◆ Prompt 1
Answer these questions about the passage, each on its own line:
(a) Where was the speaker on Friday nights when not at the movies?
(b) On what day did the mother of the woman in the archive recording die?
(c) How long did the woman's father stay with the family before he got a ship?

And my love was as muscular
as my Catholicism,

but without any of the drawbacks.
Musicals, Melodramas, Westerns,

nothing was too rich or too poor
for my rapacious appetite

and I gorged myself with a frequency
that would shame a sinner.

But soon, darker pleasures.

At 1 5, I saw Dirk Bogarde
in Victim

and discovered something
entirely different.

And when I was not at the movies,
on Friday nights,

I was at the Liverpool Stadium
watching the wrestling.

Not for its pantomimic villainy
but for something more illicit.

And in short, I was afraid.

As I struggled with
my adolescent desires,

as I waited at the top of the aisle,

as the wrestlers swaggered up
from the ring,

their trunks tight across the buttocks,

I could feel their body heat
as I furtively touched a back or a thigh,

choking with schoolboy guilt

and trembling with the fear
of the wrath of God.

Oh, save me from those dark desires
which thrill and compel.

The world. The flesh.
And the Devil.

(Bell rings)

(# Male voice sings Perotin's
Beata Viscera )

Caught between Canon
and the criminal law,

I said goodbye to my girlhood.

Here, I wept...

...wept and prayed until my knees bled,
but no succour came -

no peace granted.

Here was my whole world.

Home. School. The Movies.

And God.

You, who damn but give no comfort.

Why do I plead?

Why do you not respond, angel eyes?

Jesus, mercy. Mary, help.

Lull me to safety.

(# Plainsong continues...)

Between sleeping and waking,
Earth does not revolve.

And slow turns the life
of meagre timbre,

of dullest breath.

Between birth and dying,
some lovely moments grow.

And sorrows not known until tomorrow,

cloud the happy hours
spent dreaming in the sun.

Between joy and consolation,
no easy path.

Some flights of fancy,
some colour.

Glorious old Hollywood;
small, comic England.

Black and white.

Between loving and hating,
the real journey starts.

Let go the latter, embrace the former,

then fall to heaven on a gentle smile.

Between waking and sleeping,
the earth resumes its turn.

The soft light fills the room,

the nightly demons perish from the bed,

and all humanity braves another day.

(Archive recording of woman)

'We used to help one another out.

'Go to wash house.

'Do washing for anyone if they couldn't,

'or nurse them if they were sick.'

Those are all right,
but yours still smell of smoke!

'And then, of course,
my mother died on Christmas Eve.

'And she left me at fourteen

'with a little baby, twelve months old,

'and another one, er, four.

'Me dad stayed with us
eight weeks.

'And then he got a ship,
and went away and left us.

'Course, he died after, you know.

'Then I had more trouble
on me plate, like.

'Me husband never ever
got much work.

'l had to work all me life.

'But thank God! God's been very good
to me. And his Holy Mother.

(Bell chimes)

(# The Spinners: Dirty Old Town )

◆ Exercise material
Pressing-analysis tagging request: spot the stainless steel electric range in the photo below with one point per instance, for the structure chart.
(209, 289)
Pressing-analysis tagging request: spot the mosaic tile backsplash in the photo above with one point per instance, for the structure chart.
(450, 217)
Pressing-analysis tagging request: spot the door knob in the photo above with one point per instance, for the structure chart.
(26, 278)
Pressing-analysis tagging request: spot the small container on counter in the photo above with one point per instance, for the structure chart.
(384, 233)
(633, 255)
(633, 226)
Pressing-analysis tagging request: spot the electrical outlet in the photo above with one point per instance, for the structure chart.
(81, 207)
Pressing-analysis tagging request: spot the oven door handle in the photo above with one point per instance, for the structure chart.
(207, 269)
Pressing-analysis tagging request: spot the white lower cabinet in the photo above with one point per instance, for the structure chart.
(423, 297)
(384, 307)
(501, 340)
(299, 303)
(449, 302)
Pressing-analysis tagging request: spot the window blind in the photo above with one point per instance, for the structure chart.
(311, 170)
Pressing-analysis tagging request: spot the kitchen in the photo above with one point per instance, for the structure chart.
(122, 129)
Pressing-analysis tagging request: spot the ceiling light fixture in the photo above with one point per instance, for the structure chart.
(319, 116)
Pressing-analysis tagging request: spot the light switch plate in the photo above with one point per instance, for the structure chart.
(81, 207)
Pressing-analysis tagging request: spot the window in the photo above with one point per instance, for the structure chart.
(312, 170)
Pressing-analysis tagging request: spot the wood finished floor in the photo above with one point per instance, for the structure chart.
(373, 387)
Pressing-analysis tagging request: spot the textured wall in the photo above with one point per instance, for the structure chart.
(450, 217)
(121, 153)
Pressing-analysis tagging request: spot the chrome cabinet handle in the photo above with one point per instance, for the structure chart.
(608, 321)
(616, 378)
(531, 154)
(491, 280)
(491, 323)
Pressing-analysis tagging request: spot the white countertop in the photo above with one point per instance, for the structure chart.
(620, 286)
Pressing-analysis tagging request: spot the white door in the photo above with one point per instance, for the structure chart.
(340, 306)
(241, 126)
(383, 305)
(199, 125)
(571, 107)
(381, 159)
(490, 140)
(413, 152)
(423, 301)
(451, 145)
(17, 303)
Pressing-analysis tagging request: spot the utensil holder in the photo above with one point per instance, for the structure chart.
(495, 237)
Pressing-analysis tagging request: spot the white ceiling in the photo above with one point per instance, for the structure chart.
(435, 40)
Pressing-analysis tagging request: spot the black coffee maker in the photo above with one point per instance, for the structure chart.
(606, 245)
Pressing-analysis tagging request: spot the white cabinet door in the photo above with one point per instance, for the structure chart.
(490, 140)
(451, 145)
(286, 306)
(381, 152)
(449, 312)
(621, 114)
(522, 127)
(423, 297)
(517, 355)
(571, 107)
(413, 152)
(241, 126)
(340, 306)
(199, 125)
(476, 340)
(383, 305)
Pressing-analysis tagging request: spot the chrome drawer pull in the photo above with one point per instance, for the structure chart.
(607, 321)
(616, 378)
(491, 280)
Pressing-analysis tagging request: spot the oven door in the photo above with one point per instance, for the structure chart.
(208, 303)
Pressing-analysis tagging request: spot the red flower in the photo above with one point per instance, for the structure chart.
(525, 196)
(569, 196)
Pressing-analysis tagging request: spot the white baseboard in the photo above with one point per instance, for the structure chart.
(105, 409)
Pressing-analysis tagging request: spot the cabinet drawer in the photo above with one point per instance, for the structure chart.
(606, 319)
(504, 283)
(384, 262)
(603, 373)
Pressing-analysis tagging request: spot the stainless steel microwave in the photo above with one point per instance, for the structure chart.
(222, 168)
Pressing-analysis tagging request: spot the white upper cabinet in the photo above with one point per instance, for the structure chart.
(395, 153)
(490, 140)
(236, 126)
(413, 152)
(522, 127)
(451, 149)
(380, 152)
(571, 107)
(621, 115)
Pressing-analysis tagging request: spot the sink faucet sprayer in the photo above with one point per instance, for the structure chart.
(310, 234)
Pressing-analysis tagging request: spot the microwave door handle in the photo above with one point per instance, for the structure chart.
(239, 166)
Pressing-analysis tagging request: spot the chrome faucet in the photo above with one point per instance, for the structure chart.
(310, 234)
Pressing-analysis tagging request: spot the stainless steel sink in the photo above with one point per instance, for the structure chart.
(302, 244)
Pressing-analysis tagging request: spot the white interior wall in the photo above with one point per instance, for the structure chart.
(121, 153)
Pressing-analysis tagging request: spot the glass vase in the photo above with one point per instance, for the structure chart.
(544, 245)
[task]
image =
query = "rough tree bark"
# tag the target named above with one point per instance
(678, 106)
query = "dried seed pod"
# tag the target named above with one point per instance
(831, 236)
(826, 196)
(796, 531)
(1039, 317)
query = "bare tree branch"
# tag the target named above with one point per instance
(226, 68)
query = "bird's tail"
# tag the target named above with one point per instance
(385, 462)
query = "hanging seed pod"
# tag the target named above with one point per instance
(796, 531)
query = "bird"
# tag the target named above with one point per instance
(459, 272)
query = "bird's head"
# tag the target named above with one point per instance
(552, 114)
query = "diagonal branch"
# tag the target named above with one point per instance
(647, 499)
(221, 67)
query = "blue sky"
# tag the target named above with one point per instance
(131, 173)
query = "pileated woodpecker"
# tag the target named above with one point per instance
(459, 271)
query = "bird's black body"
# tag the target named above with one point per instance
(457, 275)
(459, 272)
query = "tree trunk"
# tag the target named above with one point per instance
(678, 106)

◆ Prompt 2
Filter the rows above down to every line that contains the string "stainless". Case counts.

◆ Problem solution 1
(a) At the Liverpool Stadium, watching the wrestling.
(b) Christmas Eve.
(c) Eight weeks.

◆ Problem solution 2
Pressing-analysis tagging request: spot the stainless steel electric range in the photo below with one point per instance, for the structure chart.
Pressing-analysis tagging request: spot the stainless steel microwave in the photo above with one point per instance, for the structure chart.
Pressing-analysis tagging request: spot the stainless steel sink in the photo above with one point per instance, for the structure chart.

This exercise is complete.